**Recorded data**
★ ★ ★

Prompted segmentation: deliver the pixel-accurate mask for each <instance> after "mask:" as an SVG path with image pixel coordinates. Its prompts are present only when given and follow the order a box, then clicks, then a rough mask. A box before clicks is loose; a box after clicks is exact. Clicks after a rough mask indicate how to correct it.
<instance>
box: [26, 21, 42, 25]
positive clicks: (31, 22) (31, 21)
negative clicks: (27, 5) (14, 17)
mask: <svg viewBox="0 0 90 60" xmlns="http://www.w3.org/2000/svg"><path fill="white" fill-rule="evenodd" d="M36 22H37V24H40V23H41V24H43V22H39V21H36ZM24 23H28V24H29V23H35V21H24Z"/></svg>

★ ★ ★

**REQUIREMENT**
Collect each line of the entries that has the word "instance", copying it in full.

**ANSWER FOR THIS EXERCISE**
Prompted segmentation: deliver the pixel-accurate mask for each <instance> after "mask:" as an SVG path with image pixel coordinates. Its prompts are present only when given and follow the order a box, then clicks, then a rough mask. A box before clicks is loose; a box after clicks is exact. Clicks after a rough mask indicate how to correct it.
<instance>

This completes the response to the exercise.